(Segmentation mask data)
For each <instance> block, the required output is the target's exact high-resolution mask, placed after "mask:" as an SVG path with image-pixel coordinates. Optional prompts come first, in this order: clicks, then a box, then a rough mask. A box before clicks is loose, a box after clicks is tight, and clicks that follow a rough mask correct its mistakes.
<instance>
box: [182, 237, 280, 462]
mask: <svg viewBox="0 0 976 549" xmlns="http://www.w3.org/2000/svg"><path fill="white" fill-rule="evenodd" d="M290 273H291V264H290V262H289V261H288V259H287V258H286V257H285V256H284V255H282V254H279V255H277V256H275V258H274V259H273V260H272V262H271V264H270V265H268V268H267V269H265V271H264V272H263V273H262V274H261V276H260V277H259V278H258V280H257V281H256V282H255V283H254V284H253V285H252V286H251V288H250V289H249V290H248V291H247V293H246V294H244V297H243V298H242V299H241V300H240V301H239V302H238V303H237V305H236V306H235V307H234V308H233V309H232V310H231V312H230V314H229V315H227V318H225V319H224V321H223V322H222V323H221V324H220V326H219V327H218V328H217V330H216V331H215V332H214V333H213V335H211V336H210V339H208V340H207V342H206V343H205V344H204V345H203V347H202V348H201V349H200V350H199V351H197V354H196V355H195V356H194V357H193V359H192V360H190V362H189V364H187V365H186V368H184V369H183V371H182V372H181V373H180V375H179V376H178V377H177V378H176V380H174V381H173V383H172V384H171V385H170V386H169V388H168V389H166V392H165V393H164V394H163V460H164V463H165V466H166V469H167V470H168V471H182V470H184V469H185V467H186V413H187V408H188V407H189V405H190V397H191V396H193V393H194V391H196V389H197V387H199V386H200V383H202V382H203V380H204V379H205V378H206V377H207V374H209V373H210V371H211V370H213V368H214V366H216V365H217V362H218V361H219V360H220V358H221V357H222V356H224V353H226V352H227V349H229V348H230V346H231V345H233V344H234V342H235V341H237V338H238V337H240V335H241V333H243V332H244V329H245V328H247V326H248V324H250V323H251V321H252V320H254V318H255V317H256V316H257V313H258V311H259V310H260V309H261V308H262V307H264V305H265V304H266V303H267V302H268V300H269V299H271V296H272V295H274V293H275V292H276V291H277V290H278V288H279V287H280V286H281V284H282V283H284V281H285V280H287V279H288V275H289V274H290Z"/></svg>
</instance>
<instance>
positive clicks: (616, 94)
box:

- [WHAT YOU SHOULD DO]
All of the records above must be reproduced exactly.

- [EXPECTED ANSWER]
For each <instance> block, the required output is the target's exact high-resolution mask, placed after "mask:" as an SVG path with image-pixel coordinates. Optional prompts come first, in this order: clicks, then a box, then a rough mask. A box before clicks is loose, a box after clicks is tight, and clicks that follow a rough mask correct its mistakes.
<instance>
box: [182, 237, 280, 462]
mask: <svg viewBox="0 0 976 549" xmlns="http://www.w3.org/2000/svg"><path fill="white" fill-rule="evenodd" d="M290 273H291V264H290V262H289V261H288V259H287V258H286V257H285V256H284V255H282V254H279V255H277V256H275V258H274V259H273V260H272V262H271V264H270V265H268V268H267V269H265V271H264V272H263V273H262V274H261V276H260V277H259V278H258V280H257V281H256V282H255V283H254V284H253V285H252V286H251V288H250V289H249V290H248V291H247V293H246V294H244V297H243V298H242V299H241V300H240V301H239V302H238V303H237V305H236V306H235V307H234V308H233V309H232V310H231V312H230V314H229V315H227V318H225V319H224V321H223V322H222V323H221V324H220V326H219V327H218V328H217V330H216V331H215V332H214V333H213V335H211V336H210V339H208V340H207V342H206V343H205V344H204V345H203V347H202V348H201V349H200V350H199V351H197V354H196V355H195V356H194V357H193V359H192V360H190V362H189V364H187V365H186V368H184V369H183V371H182V372H181V373H180V375H179V376H178V377H177V378H176V380H174V381H173V383H172V384H171V385H170V386H169V388H168V389H166V392H165V393H164V394H163V460H164V463H165V466H166V469H167V470H168V471H182V470H184V469H185V467H186V413H187V408H188V407H189V405H190V397H191V396H193V393H194V391H196V389H197V387H199V386H200V383H202V382H203V380H204V379H205V378H206V377H207V374H209V373H210V371H211V370H213V368H214V366H216V365H217V362H218V361H219V360H220V358H221V357H222V356H224V353H226V352H227V349H229V348H230V346H231V345H233V344H234V342H235V341H237V338H238V337H240V335H241V333H243V332H244V329H245V328H247V326H248V324H250V323H251V321H252V320H254V318H255V317H256V316H257V313H258V311H259V310H260V309H261V308H262V307H264V305H265V304H266V303H267V302H268V300H269V299H271V296H272V295H274V293H275V292H276V291H277V290H278V288H279V287H280V286H281V284H282V283H284V281H285V280H287V279H288V275H289V274H290Z"/></svg>
</instance>
<instance>
positive clicks: (616, 94)
box:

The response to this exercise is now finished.